§ **Stated problem**
Could you copy all of the records below word for word, leaving out the pictures?

#### Given records

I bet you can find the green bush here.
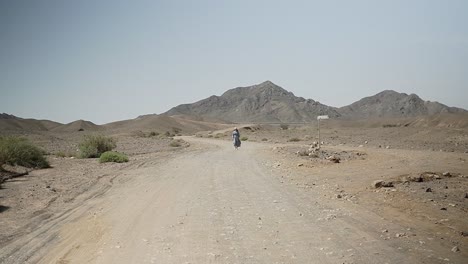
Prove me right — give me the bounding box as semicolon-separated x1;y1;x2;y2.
150;131;159;137
78;135;117;158
55;151;75;158
0;136;50;168
99;151;128;163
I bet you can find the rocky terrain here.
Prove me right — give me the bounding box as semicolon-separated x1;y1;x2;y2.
0;82;468;264
165;81;467;123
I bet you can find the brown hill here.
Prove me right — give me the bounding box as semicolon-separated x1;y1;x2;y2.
0;113;62;131
338;90;467;119
104;114;231;134
51;120;103;132
165;81;340;123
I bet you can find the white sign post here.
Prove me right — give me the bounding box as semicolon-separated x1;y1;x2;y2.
317;115;329;149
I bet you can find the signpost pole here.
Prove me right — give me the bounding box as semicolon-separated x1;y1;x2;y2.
317;115;329;149
317;118;320;149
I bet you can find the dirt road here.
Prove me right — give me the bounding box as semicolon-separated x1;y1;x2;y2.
4;138;463;264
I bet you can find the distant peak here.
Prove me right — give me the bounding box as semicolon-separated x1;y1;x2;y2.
259;80;278;86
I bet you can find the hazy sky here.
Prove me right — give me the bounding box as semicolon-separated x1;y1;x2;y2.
0;0;468;124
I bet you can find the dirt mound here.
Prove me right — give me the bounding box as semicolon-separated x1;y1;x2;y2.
104;115;226;134
0;114;62;131
51;120;103;132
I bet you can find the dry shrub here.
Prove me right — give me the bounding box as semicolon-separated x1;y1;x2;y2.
78;135;117;158
0;136;50;168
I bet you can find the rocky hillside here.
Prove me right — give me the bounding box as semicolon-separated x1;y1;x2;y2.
165;81;340;123
51;120;102;132
165;81;467;123
338;90;467;119
0;113;62;131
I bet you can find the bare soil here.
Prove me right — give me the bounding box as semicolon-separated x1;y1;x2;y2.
0;125;468;263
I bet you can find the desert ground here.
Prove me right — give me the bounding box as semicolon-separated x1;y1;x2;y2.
0;122;468;264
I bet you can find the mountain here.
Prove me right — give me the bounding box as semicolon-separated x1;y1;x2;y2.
104;114;232;134
338;90;467;119
51;120;102;132
0;113;62;131
164;81;340;123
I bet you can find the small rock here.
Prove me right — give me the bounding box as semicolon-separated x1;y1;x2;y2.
395;233;406;237
371;180;384;189
382;181;393;187
327;155;340;163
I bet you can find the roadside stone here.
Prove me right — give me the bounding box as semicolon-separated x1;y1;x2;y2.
327;155;340;163
395;233;406;237
371;180;384;189
371;180;394;189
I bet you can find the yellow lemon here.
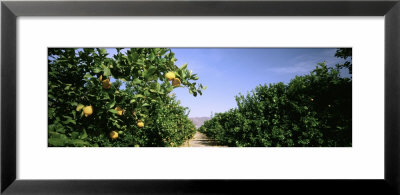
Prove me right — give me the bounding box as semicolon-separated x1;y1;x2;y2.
101;79;111;89
83;106;93;117
165;72;175;81
172;78;181;87
76;104;85;112
137;121;144;128
110;131;118;139
114;106;124;116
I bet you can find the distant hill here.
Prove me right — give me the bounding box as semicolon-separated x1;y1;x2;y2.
189;117;210;128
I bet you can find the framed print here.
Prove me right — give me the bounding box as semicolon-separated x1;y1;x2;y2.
1;0;400;194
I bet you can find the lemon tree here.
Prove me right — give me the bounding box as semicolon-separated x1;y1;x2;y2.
48;48;205;146
199;63;352;147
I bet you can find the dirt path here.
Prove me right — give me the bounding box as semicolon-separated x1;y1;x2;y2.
181;131;224;147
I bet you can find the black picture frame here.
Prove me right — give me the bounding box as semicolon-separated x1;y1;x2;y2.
0;0;400;194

########

§ **Written solution**
I bet you can find the green bush here.
Prove me right — give me the bounding box as semicolon-separated x1;y1;x2;y2.
150;131;159;137
78;135;117;158
55;151;75;158
0;136;50;168
99;151;128;163
I bet you can find the rocky terrain here.
Prove me right — give me the bounding box as semicolon-separated x1;y1;x2;y2.
0;82;468;264
165;81;467;123
I bet you can find the brown hill here.
Prove me right — give me the bounding box as semicolon-separated x1;y1;x2;y2.
0;113;62;131
338;90;467;119
104;114;231;134
51;120;103;132
165;81;340;123
I bet you can find the white sign post here.
Prove me right — give me the bounding box as semicolon-separated x1;y1;x2;y2.
317;115;329;149
I bet you can find the signpost pole here.
Prove me right — give me the bounding box as semicolon-separated x1;y1;x2;y2.
317;115;329;149
317;118;320;149
I bet you can find the dirt road here.
Prove me right — give me the bounding box as semicolon-separated x1;y1;x2;y2.
4;138;463;264
I bet you can find the distant peak here.
Prove me right — give me the bounding box as semicolon-separated x1;y1;x2;y2.
259;80;278;86
I bet you can find the hazy sky here.
Prove me right — give me the bounding box as semicolon-separated x1;y1;x2;y2.
0;0;468;124
I bet you can find the dirt mound here.
Prove me right — give me the bounding box as semicolon-separated x1;y1;x2;y2.
104;115;226;134
0;114;62;131
51;120;103;132
I bet you can find the dry shrub here.
Prove me right — give me the bounding box as semicolon-separated x1;y1;x2;y2.
78;135;117;158
0;136;50;168
I bet you can find the rocky hillside here.
Prove me right — give me the bounding box as semicolon-separated x1;y1;x2;y2.
165;81;340;123
51;120;102;132
165;81;467;123
338;90;467;119
0;113;62;131
I bet you can find the bare soil here.
Prove me right — give me the bounding box as semicolon-separated x1;y1;x2;y2.
0;125;468;263
I bet you can find the desert ground here.
Prove me right — give me the bounding box as semicolon-separated x1;y1;x2;y2.
0;122;468;264
I bet you can find the mountain here.
Prove me right — give me the bounding box as semicolon-separated x1;y1;x2;y2.
104;114;232;134
338;90;467;119
51;120;102;132
0;113;62;131
164;81;340;123
I bet you can find the small rock here.
Prove me right — give me the bounding box as semicolon-separated x1;y1;x2;y2.
395;233;406;237
371;180;384;189
382;181;393;187
327;155;340;163
I bet you can find the roadside stone here.
Prove me right — give me the bounding box as semicolon-separated x1;y1;x2;y2.
327;155;340;163
395;233;406;237
371;180;384;189
371;180;394;189
I bet you can find the yellow lemon here.
Prove me right — give me the bounding box as semicolon-separated x1;y1;x2;y2.
101;79;111;89
83;106;93;117
165;72;175;81
172;78;181;87
76;104;85;112
137;121;144;128
110;131;118;139
114;106;124;116
I bet you can find the distant hill here.
Prove me right — give me the bounding box as semicolon-separated x1;y1;x2;y2.
189;117;210;128
I bet you can find the framed print here.
Prove me right — give me the bounding box as semicolon-separated x1;y1;x2;y2.
1;0;400;194
I bet you can find the lemon tree here.
Prove me right — give me the bounding box as semicolon-separated x1;y1;x2;y2.
48;48;205;146
199;63;352;147
I bet you can find the dirt path here.
Prove me right — give me the bounding box as semicolon-separated x1;y1;x2;y2.
181;131;224;147
I bet you can find the black picture frame here.
Prove me right — give me the bounding box as semicolon-separated x1;y1;x2;y2.
0;0;400;194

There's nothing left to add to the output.